私はカーブル出身で、皆さんご存知のようにアフガニスタンでは女性は学校に行きませんでした。でも私はアフガニスタンで最初にできた女子校のひとつで学びました。カーブル大学に入学し、卒業した1981年からは商務省の仕事を始めました。

大学時代に日本人と知り合い、プロポーズを受けました。やがて日本に呼ばれ1983年3月に来日し結婚。アフガン女性として初めて日本人と結婚したわけで、それは革命的事件でした。実はアフガニスタンでは男性はいくらでも外国人の女性と結婚できるんですが、女性は許されません。

 

結婚した後、東京のアフガニスタン大使館から、日本人と結婚しているからアフガン国籍は捨てたということになる、日本政府と交渉せよと言われ、その日から無国籍になりました。日本語学校で日本語を学び、日本の国籍を申請し、1988年にやっと日本国籍をいただきました。

 

ところが翌年、夫が亡くなり、そのうえアフガニスタンでは内戦が激しくなりました。(注:1989年2月にソ連軍がアフガニスタンから撤退、以降長く群雄割拠の内戦状態となった)また帰国しても外国人と結婚した私はどういう扱いを受けるか分からないので、家族から「帰らない方がいい」と言われ、日本に留まりました。

とある児童館で、外国出身者で初めてアシスタントとして仕事を始めました。1990年には、ある外国の貿易会社からペルシャ語と日本語が分かる人に来てほしいと依頼があって、子どもを育てながらその会社に勤めることになりました。

 

会社に勤めながら、同じ年に東京地裁に認定された法廷通訳人としての仕事を始め、それから警察、検察庁、入管、メディア、弁護士会でも通訳として仕事を受けました。その当時は、日本で困っているイラン人がすごく多かったので(注:当時、入国条件が緩和されたことにより大量のイラン人が来日し、代々木公園を埋め尽くした写真は広く報道された)、私は通訳として外国人の役に立つことが自分の役割だと思って、会社を辞め通訳の仕事を選びました。1991年、自分で会社を設立し、通訳・翻訳の仕事を引き受けつつ、イラン、アフガニスタンに産業機械を輸出する事業にも乗り出しました。

データ欄
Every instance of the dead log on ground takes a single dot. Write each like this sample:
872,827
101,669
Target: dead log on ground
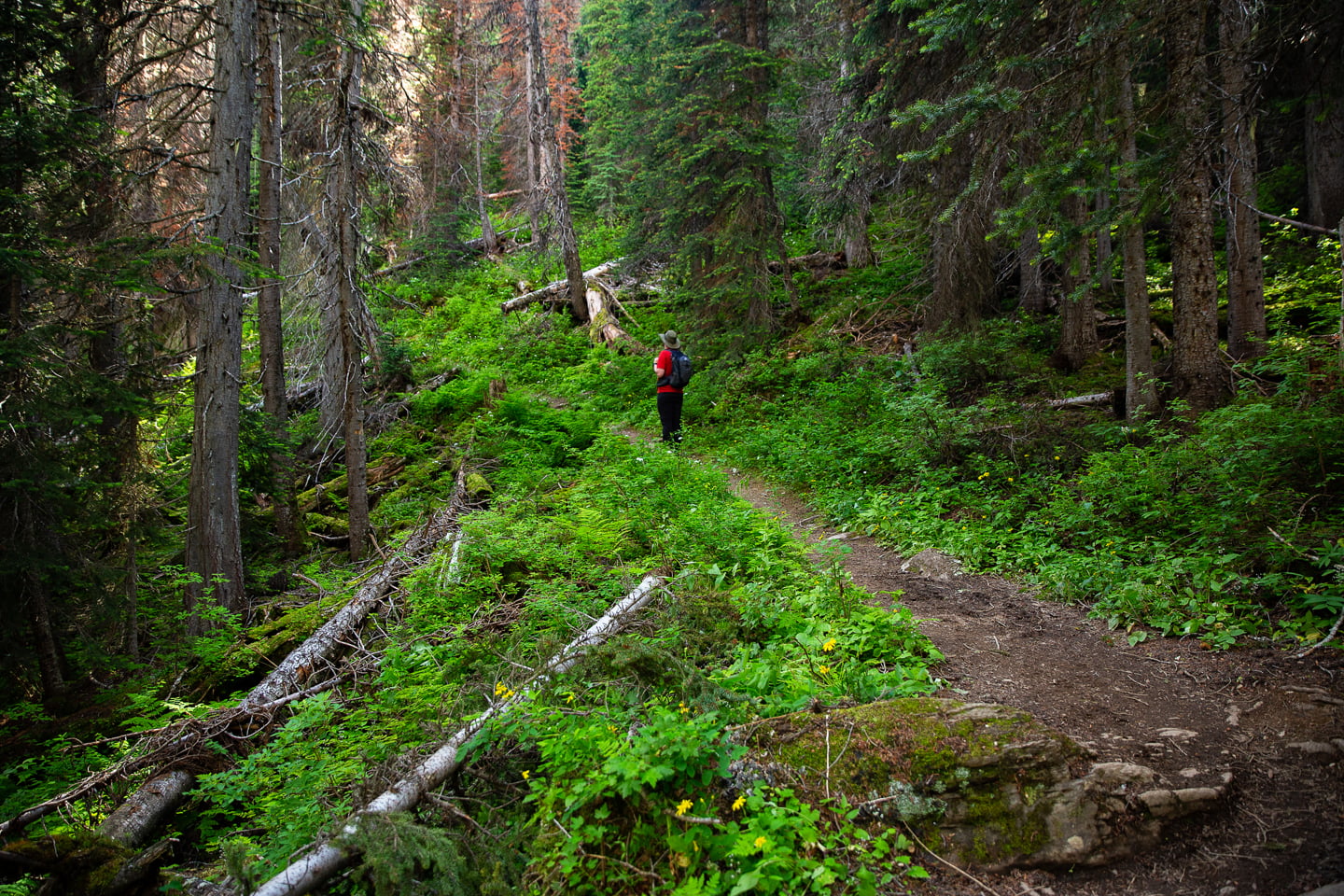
1096,398
156,798
820,263
323,861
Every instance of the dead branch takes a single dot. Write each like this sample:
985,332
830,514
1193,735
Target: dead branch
156,798
326,860
555,292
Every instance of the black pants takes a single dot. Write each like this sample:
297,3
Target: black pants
669,412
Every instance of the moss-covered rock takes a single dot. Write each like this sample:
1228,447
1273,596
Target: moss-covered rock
984,785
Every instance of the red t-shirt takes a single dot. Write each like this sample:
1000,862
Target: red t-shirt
665,363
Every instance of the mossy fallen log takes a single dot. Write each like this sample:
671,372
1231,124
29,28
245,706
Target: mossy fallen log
986,786
324,860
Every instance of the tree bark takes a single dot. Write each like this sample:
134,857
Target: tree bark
1197,370
214,548
1140,385
552,184
343,306
269,318
321,862
1031,284
1246,330
1077,311
1324,159
156,798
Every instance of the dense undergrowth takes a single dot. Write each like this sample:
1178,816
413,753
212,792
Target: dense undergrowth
622,777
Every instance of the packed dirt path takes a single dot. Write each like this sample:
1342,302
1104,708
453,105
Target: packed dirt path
1273,723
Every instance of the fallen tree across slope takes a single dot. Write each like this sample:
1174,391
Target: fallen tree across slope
326,860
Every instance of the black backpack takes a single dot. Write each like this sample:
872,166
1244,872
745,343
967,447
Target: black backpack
680,373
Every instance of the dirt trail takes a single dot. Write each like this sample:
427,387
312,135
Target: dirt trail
1183,711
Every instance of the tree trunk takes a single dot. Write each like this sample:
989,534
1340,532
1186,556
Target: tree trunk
269,318
552,186
488,235
854,226
1246,330
1078,309
343,306
1105,248
45,639
214,548
1197,370
1031,284
1140,385
1324,160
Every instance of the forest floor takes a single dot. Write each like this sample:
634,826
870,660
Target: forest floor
1190,713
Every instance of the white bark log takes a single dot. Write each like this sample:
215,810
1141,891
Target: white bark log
326,860
556,290
156,798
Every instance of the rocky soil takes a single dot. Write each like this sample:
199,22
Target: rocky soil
1274,723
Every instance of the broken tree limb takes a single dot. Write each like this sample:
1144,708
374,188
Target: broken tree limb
329,859
556,290
148,807
1096,398
156,798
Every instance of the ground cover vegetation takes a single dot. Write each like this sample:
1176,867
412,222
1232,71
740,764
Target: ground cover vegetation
941,150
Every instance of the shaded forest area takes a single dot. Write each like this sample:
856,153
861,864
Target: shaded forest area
305,293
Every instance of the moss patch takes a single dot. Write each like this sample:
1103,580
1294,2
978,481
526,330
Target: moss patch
971,778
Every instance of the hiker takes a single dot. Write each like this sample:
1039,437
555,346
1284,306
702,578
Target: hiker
674,371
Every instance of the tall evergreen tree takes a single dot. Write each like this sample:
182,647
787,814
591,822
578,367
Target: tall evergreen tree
214,546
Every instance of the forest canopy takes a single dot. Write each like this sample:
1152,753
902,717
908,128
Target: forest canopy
1050,287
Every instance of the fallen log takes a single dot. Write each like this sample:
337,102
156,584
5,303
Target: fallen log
156,798
323,861
1096,398
558,290
815,262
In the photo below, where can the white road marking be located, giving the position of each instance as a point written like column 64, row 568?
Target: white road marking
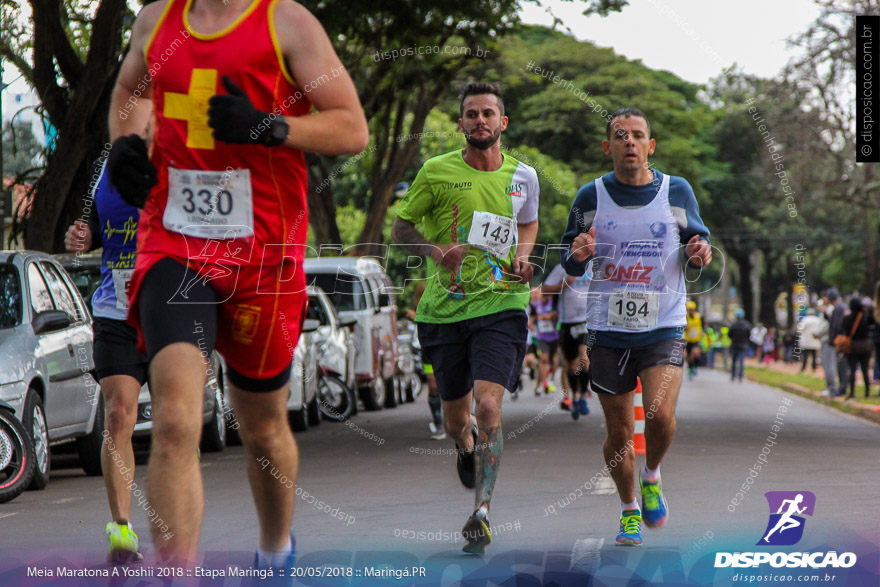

取り組む作業
a: 本文の「ところが翌年、夫が亡くなり、」から「社に勤めることになりました。」までを、一字も変えずに書き写してもらえますか。
b: 本文に西暦で書かれている年をすべて挙げてもらえますか。
記録は本文とは関係がありません。

作業の結果
a:
ところが翌年、夫が亡くなり、そのうえアフガニスタンでは内戦が激しくなりました。(注:1989年2月にソ連軍がアフガニスタンから撤退、以降長く群雄割拠の内戦状態となった)また帰国しても外国人と結婚した私はどういう扱いを受けるか分からないので、家族から「帰らない方がいい」と言われ、日本に留まりました。

とある児童館で、外国出身者で初めてアシスタントとして仕事を始めました。1990年には、ある外国の貿易会社からペルシャ語と日本語が分かる人に来てほしいと依頼があって、子どもを育てながらその会社に勤めることになりました。

b: 1981年、1983年、1988年、1989年、1990年、1991年